Extract
===

Third, the bank must announce verifiable action, not just words. The antidote to a bad phrase is funded, measurable action. Standard Chartered must launch a retraining and redeployment programme with concrete funding. It must commit to redeploying at least 40 to 50 percent of affected staff into higher-value roles. It must publish quarterly transparency reports on the number of people retrained, the number redeployed, and the new roles created via AI transformation. It must partner with skills development agencies in Singapore, Hong Kong, India, and Malaysia to show public commitment.
Fourth, internal communications must come before external communications. Hold town halls in all key markets—Singapore, Hong Kong, London, Malaysia, India—with leadership Q&A. Create anonymous feedback channels for staff concerns. Train managers to have empathetic one-on-one conversations about the transition. Over-communicate what will not change: job security for remaining staff, career development priorities, and cultural values. Employees should not have to understand their future through headlines.
Fifth, external stakeholder engagement must happen immediately. Brief regulators, investors, and key clients directly on the remediation plan. Engage employee advocacy groups and labour unions in dialogue. Place op-eds by senior leaders, not just the CEO, on AI with humanity in Asian business media. Monitor sentiment daily and respond authentically to public criticism, not defensively.
The differing cultural stakes in Asia
In Asia, face and respect are not abstract concepts. They are the currency of trust. Standard Chartered earns a large share of its profits in Singapore, Hong Kong, India, and Malaysia. These are markets where calling workers “lower-value” is not just insensitive. It is culturally catastrophic.
When a bank is seen as elite, cold, and detached from reality, it confirms the worst stereotype about global finance. That is what is happening now. The phrase has become the story instead of the transformation strategy.
What happens if the bank waits
If Standard Chartered delays, deflects, or doubles down, the consequences will be severe. Talent will flee as remaining staff leave, fearing they are next on the value list. Clients with ESG commitments may question whether they want to partner with a bank that treats people this way.

===

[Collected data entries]
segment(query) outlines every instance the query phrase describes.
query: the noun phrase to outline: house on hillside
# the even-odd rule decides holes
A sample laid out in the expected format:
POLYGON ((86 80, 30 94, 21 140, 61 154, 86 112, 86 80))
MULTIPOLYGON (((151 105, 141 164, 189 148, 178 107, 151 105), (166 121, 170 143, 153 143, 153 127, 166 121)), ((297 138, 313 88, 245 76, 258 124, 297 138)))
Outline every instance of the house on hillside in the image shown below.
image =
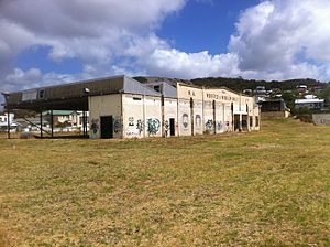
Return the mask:
MULTIPOLYGON (((92 139, 252 131, 260 129, 261 121, 255 99, 231 89, 177 80, 142 84, 124 75, 9 94, 6 107, 89 111, 92 139)), ((61 119, 74 122, 77 116, 72 112, 61 119)))
POLYGON ((288 118, 290 115, 289 109, 286 107, 284 99, 267 99, 260 101, 261 117, 265 119, 282 119, 288 118))
POLYGON ((312 122, 317 126, 330 126, 330 112, 314 112, 312 122))
POLYGON ((48 122, 52 122, 53 117, 54 127, 73 127, 77 130, 82 128, 84 117, 88 122, 88 111, 84 116, 82 111, 79 110, 48 110, 43 112, 45 120, 48 122))
POLYGON ((0 131, 4 132, 8 130, 8 124, 10 125, 10 131, 15 132, 18 125, 14 122, 14 114, 1 114, 0 115, 0 131))
POLYGON ((324 99, 319 98, 305 98, 305 99, 296 99, 295 108, 307 108, 310 110, 321 110, 324 107, 324 99))
POLYGON ((300 94, 308 93, 308 87, 306 85, 298 85, 296 88, 300 94))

===

Brief
In the text about Standard Chartered, what share of affected staff must the bank commit to moving into higher-value roles?

Task result
At least 40 to 50 percent.